» **Фрагмент текста**
###

М. Родин: То есть воспользоваться этим моментом.

В. Сеничев: Да. И соединение, его высота, соотношение, грубо говоря, сильного и слабого давления – это и есть основа европейского искусства, мастерства фехтования, когда из соединения происходит либо перевод, либо резкий укол, либо продавливание меча оппонента. Либо наоборот, если оппонент очень сильно на вас давит, даётся совет, например: «пусть он давит дальше, позвольте его мечу проехать дальше, сами просто нырните в сторону, подкиньте его, сбросьте». Таких советов очень много в трактатах. И видно, что эксплуатируется идея, что в соединении можно с противником сделать что-то. Мы часто видим в исторических фильмах, особенно в старых, что два противника соударились клинками и давят друг на друга. Вектор у них ровно направлен в ноль, т.е. друг на друга. Но исторически в момент соударения, если бы противник сильно бы давил, скорее всего, умный фехтовальщик просто бы чуть-чуть подвернул эфес и позволил бы его мечу проскользнуть в сторону от себя вправо или влево, а сам бы уже в открытого противника легко стал бы наносить нужный ему удар, или бы схватил его за руки и заломал. Это есть та часть фехтовального искусства, которую фехтовальные трактаты передают нам.

М. Родин: В начале XV в. Фиоре де Либери – первый достаточно подробный дошедший до нас трактат. Он происходит с территории чуть севернее Венеции, чуть ближе к Хорватии. Но, я так понимаю, мы не можем ещё говорить, что это итальянская школа фехтования. Как дальше это всё развивалось, и какие появлялись ответвления, национальные школы, и т.д.?

В. Сеничев: Здесь как раз происходит самое интересное. Ну, его можно назвать итальянцем, потому что он пишет на итальянском, хотя у нас из четырёх его манускриптов один на латыни, а остальные на среднеитальянском, причём на венецианском диалекте. Они вполне себе соответствуют тогдашнему пониманию, что такое итальянец: человек, который говорит на одном из диалектов тогдашнего итальянского. Понятно, что тогда и страны такой не было. Фиоре путешествовал очень много. По своему описанию, он был и в Германии, и в Венгрии, и в Италии, у всех мастеров учился, встречал плохих мастеров, встречал хороших мастеров.

М. Родин: Тот самый «заезжий фехтовальщик» из анекдотов.

В. Сеничев: Да. Причём он очень ругал некоторых мастеров за то, что они – ложные мастера, что они преподают хуже, чем ученики и вообще ничего не понимают. Средневековые европейцы и мастера фехтования очень ревностно своё искусство оберегали и писали, что ложные мастера учат плохо, и если делает так, значит он плохой мастер. Есть целое описание, как делать, как не делать.

###

» **Исходные данные**
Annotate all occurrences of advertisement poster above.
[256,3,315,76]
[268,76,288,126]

###

» **Задание 1**
Перескажите фрагмент беседы о фехтовании в двух предложениях.
» **Задание 2**
Продолжите беседу о фехтовании после её последней реплики.
Список здесь не понадобится.

» **Ответ 1**
Основой европейского фехтовального мастерства назван момент соединения клинков и соотношение сильного и слабого давления: из него следует перевод, резкий укол или продавливание меча, а трактаты советуют, например, позволить мечу сильно давящего противника проскользнуть в сторону и самому нанести удар. Фиоре де Либери, автор первого достаточно подробного из дошедших трактатов начала XV в., писал на среднеитальянском (венецианском диалекте) и в одном из четырёх манускриптов на латыни; он много путешествовал, учился у мастеров в Германии, Венгрии и Италии и ругал ложных мастеров.

» **Ответ 2**
Национальные школы в этом смысле появляются скорее вокруг центров, где есть запрос и деньги на это. Опять же, потому что понятно, что любой достаточно успешный военный может из своего опыта что-то преподать. И с большой вероятностью богатые дворянские, рыцарские семьи просто использовали опыт своих предков или своих, грубо говоря, клиентов, которые могли им что-то преподать. С другой стороны, мастер фехтования, для которого это основная его работа – это человек в то время не то, чтобы сильно редкий, но достаточно дорогой.

У нас сохранился такой исторический пример. Город Болонья, XV в. Записи о том, что в городе Болонья именно городским жителям преподавалось фехтование, т.е. городской общине, патрициям, которые скидывались, условно говоря, и оплачивали мастера фехтования, известны именно с XIV в. И у нас есть пара имён этих мастеров. К несчастью, от них не осталось трактатов. Может быть, мы их не откопали в глубине архивов. Может, просто они не записывали, потому что им было достаточно того, что они своё искусство несут устно. Устная традиция – это часть тогдашней традиции тоже. Не всё переходило в письменный источник.

При этом в городе Болонья есть сообщение о том, что профессор Болонского университета, преподаватель математики и астрономии Филиппо Бартоломео Дарди обучал молодёжь Болоньи своему искусству за огромные деньги. Сохранилась переписка Дарди с патрициями города о том, что ему мало платят. И от него, к несчастью, не осталось трактата.

М. Родин: Мало платят по его мнению.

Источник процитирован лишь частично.